**EXERCISE MATERIAL:**
+ + +

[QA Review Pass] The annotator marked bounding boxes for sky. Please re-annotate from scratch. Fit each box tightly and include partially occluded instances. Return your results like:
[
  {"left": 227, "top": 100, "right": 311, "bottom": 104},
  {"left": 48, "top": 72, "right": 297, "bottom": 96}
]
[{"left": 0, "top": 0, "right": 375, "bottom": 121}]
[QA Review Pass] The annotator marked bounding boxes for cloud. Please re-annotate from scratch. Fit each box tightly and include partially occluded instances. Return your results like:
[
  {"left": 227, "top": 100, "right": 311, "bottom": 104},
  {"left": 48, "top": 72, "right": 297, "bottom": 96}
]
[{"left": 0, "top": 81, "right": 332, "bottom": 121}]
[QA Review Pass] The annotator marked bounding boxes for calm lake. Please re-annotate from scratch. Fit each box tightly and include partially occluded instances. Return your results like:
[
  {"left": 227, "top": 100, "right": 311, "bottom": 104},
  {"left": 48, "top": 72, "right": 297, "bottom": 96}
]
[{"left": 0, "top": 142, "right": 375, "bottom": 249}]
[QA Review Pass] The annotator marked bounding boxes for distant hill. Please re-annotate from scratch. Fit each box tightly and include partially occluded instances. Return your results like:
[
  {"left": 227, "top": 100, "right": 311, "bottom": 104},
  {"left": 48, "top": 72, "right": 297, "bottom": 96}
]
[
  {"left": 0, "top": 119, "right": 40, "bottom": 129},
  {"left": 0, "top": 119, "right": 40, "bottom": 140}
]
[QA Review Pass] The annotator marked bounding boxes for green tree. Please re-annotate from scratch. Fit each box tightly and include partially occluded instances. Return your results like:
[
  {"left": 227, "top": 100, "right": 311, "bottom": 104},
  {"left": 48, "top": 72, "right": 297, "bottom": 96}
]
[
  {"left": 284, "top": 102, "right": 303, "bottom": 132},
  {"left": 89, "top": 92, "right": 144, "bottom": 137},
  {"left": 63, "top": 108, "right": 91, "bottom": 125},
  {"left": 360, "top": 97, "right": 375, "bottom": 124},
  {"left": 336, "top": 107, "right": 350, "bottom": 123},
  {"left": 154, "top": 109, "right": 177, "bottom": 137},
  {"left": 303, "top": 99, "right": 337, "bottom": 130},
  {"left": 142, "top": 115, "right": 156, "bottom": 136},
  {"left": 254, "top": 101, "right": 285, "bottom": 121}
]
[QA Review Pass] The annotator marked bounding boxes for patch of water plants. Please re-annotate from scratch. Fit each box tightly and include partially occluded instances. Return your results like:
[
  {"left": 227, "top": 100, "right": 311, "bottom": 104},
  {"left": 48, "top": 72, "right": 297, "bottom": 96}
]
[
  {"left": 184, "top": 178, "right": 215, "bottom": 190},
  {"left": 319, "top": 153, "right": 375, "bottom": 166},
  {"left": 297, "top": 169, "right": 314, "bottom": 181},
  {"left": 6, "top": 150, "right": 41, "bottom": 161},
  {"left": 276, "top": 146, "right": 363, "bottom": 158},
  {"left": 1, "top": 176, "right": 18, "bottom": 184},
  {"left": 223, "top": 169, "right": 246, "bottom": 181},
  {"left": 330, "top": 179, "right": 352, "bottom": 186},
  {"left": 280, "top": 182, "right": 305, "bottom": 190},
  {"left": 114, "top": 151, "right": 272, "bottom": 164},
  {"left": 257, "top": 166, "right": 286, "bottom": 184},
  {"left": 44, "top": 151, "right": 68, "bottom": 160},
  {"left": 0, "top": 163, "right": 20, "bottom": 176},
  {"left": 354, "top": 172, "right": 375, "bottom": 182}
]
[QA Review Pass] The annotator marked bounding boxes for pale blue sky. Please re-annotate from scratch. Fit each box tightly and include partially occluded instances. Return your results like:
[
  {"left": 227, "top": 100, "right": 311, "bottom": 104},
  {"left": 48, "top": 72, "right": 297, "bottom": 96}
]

+ + +

**EXERCISE:** Rewrite all the records above with every "annotator" changed to "labeler" and nothing else altered.

**TASK RESULT:**
[QA Review Pass] The labeler marked bounding boxes for sky. Please re-annotate from scratch. Fit each box tightly and include partially occluded instances. Return your results like:
[
  {"left": 227, "top": 100, "right": 311, "bottom": 104},
  {"left": 48, "top": 72, "right": 297, "bottom": 96}
]
[{"left": 0, "top": 0, "right": 375, "bottom": 121}]
[QA Review Pass] The labeler marked bounding boxes for cloud. Please re-annotate from scratch. Fit each box tightly and include partially occluded instances. Return your results like:
[
  {"left": 227, "top": 100, "right": 311, "bottom": 104},
  {"left": 48, "top": 72, "right": 297, "bottom": 96}
]
[{"left": 0, "top": 81, "right": 332, "bottom": 121}]
[QA Review Pass] The labeler marked bounding boxes for calm lake. Please re-annotate from scratch. Fit each box tightly and include partially occluded instances. Return your results like:
[
  {"left": 227, "top": 100, "right": 311, "bottom": 104},
  {"left": 48, "top": 72, "right": 297, "bottom": 96}
]
[{"left": 0, "top": 142, "right": 375, "bottom": 249}]
[QA Review Pass] The labeler marked bounding boxes for distant hill. Please re-annotate from scratch. Fit each box tightly and include partially occluded instances. Return your results like:
[
  {"left": 227, "top": 100, "right": 311, "bottom": 104},
  {"left": 48, "top": 72, "right": 297, "bottom": 96}
]
[
  {"left": 0, "top": 119, "right": 40, "bottom": 129},
  {"left": 0, "top": 119, "right": 40, "bottom": 140}
]
[QA Review Pass] The labeler marked bounding boxes for green tree. Please re-annotate from scratch. Fit each box tightly and include partially occluded instances. Return your results like:
[
  {"left": 227, "top": 100, "right": 311, "bottom": 104},
  {"left": 48, "top": 72, "right": 297, "bottom": 96}
]
[
  {"left": 284, "top": 102, "right": 303, "bottom": 132},
  {"left": 89, "top": 92, "right": 144, "bottom": 137},
  {"left": 63, "top": 108, "right": 91, "bottom": 125},
  {"left": 360, "top": 97, "right": 375, "bottom": 124},
  {"left": 336, "top": 107, "right": 350, "bottom": 123},
  {"left": 154, "top": 109, "right": 177, "bottom": 137},
  {"left": 303, "top": 99, "right": 337, "bottom": 130},
  {"left": 142, "top": 115, "right": 156, "bottom": 136},
  {"left": 254, "top": 101, "right": 285, "bottom": 121}
]
[QA Review Pass] The labeler marked bounding boxes for patch of water plants. Please re-annotate from scratch. Fit each box tightly and include partially occluded instances. Return your results like:
[
  {"left": 227, "top": 100, "right": 311, "bottom": 104},
  {"left": 48, "top": 72, "right": 297, "bottom": 96}
]
[
  {"left": 184, "top": 178, "right": 215, "bottom": 190},
  {"left": 319, "top": 153, "right": 375, "bottom": 166},
  {"left": 297, "top": 169, "right": 314, "bottom": 181},
  {"left": 6, "top": 150, "right": 41, "bottom": 161},
  {"left": 276, "top": 146, "right": 363, "bottom": 158},
  {"left": 1, "top": 176, "right": 18, "bottom": 184},
  {"left": 223, "top": 169, "right": 246, "bottom": 181},
  {"left": 330, "top": 179, "right": 352, "bottom": 186},
  {"left": 280, "top": 182, "right": 305, "bottom": 190},
  {"left": 114, "top": 151, "right": 272, "bottom": 164},
  {"left": 257, "top": 166, "right": 286, "bottom": 184},
  {"left": 44, "top": 151, "right": 68, "bottom": 160},
  {"left": 0, "top": 163, "right": 20, "bottom": 176},
  {"left": 354, "top": 172, "right": 375, "bottom": 182}
]
[QA Review Pass] The labeler marked bounding boxes for pale blue sky. Please re-annotate from scratch. Fit each box tightly and include partially occluded instances. Return your results like:
[
  {"left": 227, "top": 100, "right": 311, "bottom": 104},
  {"left": 48, "top": 72, "right": 297, "bottom": 96}
]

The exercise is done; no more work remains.